▶ **TEXT PASSAGE**:
== == ==

Meta - who operate the Instagram, WhatsApp, and Facebook brands - use crawlers for many different functions, including training Artificial Intelligence (AI).
A blanket approach of disallowing all Meta crawler user-agents might mean missing out on being discovered within some of their services. A more nuanced approached is explained in this blog.
Meta describes the product tokens, user-agents, and usage purposes in their documentation. We consult this documentation alongside other research sources when cataloging Meta’s crawlers for usages.
AI Crawlers
Meta-ExternalAgents
Meta's primary crawler for gathering data for AI uses is Meta-ExternalAgent. We've identified that this crawler is used for AI Indexing and Training.
The full primary User-Agent is:
meta-externalagent/1.1 (+https://developers.facebook.com/docs/sharing/webmasters/crawler)
Check out the full results in the User-Agent tester.

== == ==

▶ **EXCERPTED RECORDS**:
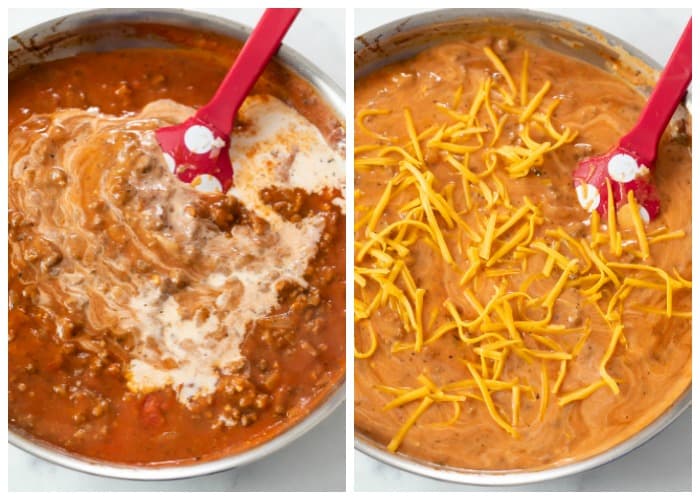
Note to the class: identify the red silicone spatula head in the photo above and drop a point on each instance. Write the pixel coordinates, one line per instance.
(629, 165)
(197, 150)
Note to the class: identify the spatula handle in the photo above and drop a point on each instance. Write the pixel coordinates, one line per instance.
(262, 44)
(643, 139)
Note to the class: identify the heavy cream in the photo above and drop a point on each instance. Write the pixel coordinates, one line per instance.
(137, 259)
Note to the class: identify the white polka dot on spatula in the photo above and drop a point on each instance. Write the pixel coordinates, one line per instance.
(588, 196)
(623, 168)
(170, 162)
(199, 139)
(207, 184)
(644, 215)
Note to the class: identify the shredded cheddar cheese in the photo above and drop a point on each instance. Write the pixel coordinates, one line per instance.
(483, 234)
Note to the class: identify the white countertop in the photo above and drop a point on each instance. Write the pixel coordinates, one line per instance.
(664, 463)
(316, 461)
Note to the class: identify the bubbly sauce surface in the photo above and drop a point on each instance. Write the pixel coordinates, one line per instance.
(149, 322)
(652, 368)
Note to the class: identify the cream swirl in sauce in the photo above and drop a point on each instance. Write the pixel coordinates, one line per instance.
(120, 244)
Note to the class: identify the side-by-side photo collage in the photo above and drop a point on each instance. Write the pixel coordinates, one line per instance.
(349, 250)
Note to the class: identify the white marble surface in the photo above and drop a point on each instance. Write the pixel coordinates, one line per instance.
(663, 464)
(315, 462)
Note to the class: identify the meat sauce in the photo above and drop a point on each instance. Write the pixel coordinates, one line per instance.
(73, 381)
(652, 368)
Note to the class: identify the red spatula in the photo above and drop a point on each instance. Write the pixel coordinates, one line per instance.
(197, 150)
(628, 166)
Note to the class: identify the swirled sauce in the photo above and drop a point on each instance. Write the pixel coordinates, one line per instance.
(439, 310)
(151, 322)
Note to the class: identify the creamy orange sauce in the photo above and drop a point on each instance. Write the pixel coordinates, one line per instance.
(651, 365)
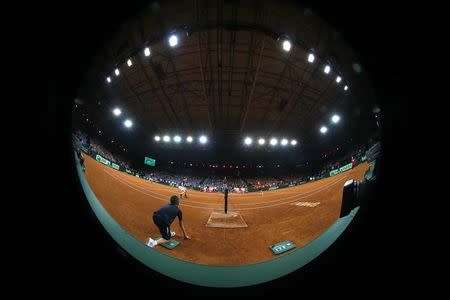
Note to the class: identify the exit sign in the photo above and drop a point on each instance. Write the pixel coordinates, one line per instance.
(149, 161)
(282, 247)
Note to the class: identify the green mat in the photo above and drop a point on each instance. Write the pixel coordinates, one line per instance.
(282, 247)
(169, 245)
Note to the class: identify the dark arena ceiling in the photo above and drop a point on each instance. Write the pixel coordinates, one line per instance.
(229, 75)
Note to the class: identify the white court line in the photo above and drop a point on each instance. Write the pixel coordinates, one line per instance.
(209, 208)
(255, 203)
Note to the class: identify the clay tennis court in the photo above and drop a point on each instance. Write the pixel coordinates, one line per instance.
(274, 217)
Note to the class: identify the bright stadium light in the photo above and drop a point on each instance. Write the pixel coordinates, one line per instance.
(117, 112)
(173, 40)
(335, 119)
(128, 123)
(286, 45)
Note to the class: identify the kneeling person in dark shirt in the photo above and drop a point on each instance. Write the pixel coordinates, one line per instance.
(163, 218)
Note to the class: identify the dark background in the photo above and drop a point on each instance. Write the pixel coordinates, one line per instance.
(370, 258)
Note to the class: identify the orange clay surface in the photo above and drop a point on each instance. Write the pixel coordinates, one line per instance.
(271, 218)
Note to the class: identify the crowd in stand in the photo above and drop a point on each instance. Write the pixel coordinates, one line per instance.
(213, 183)
(265, 182)
(175, 179)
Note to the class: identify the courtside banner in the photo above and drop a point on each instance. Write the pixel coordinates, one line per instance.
(346, 167)
(334, 172)
(102, 160)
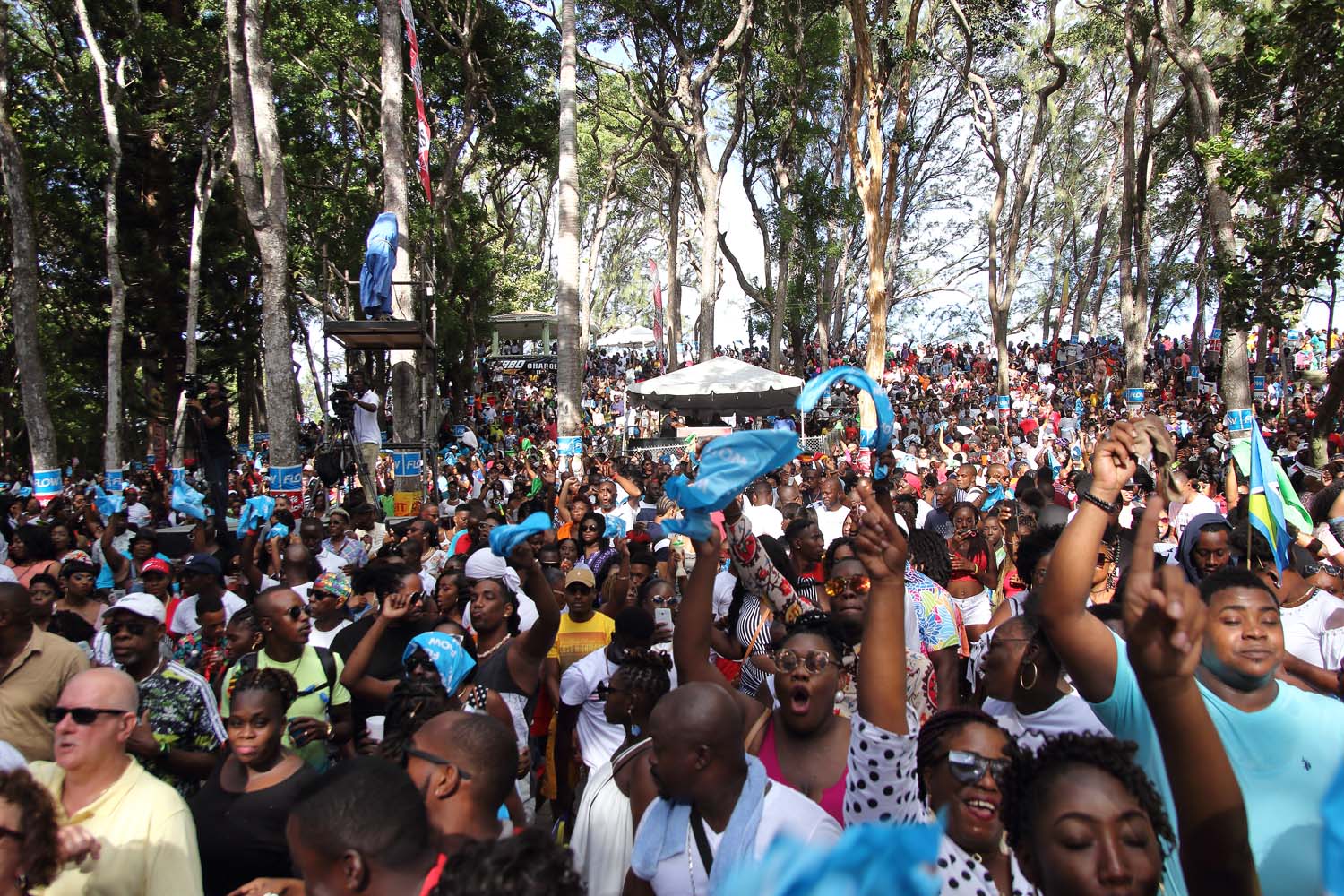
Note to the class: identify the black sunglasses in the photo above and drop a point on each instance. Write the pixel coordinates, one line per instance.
(82, 715)
(136, 629)
(433, 759)
(968, 767)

== == ==

▶ **WHAT YOU HAVE TO DO**: Reproduce the text on Meta's crawlers from "A blanket approach" up to and including "the User-Agent tester.", substituting "developer pages" for every instance of "documentation". The data above is separate material and is unrelated to the text on Meta's crawlers.

▶ **PROBLEM SOLUTION**:
A blanket approach of disallowing all Meta crawler user-agents might mean missing out on being discovered within some of their services. A more nuanced approached is explained in this blog.
Meta describes the product tokens, user-agents, and usage purposes in their developer pages. We consult this developer pages alongside other research sources when cataloging Meta’s crawlers for usages.
AI Crawlers
Meta-ExternalAgents
Meta's primary crawler for gathering data for AI uses is Meta-ExternalAgent. We've identified that this crawler is used for AI Indexing and Training.
The full primary User-Agent is:
meta-externalagent/1.1 (+https://developers.facebook.com/docs/sharing/webmasters/crawler)
Check out the full results in the User-Agent tester.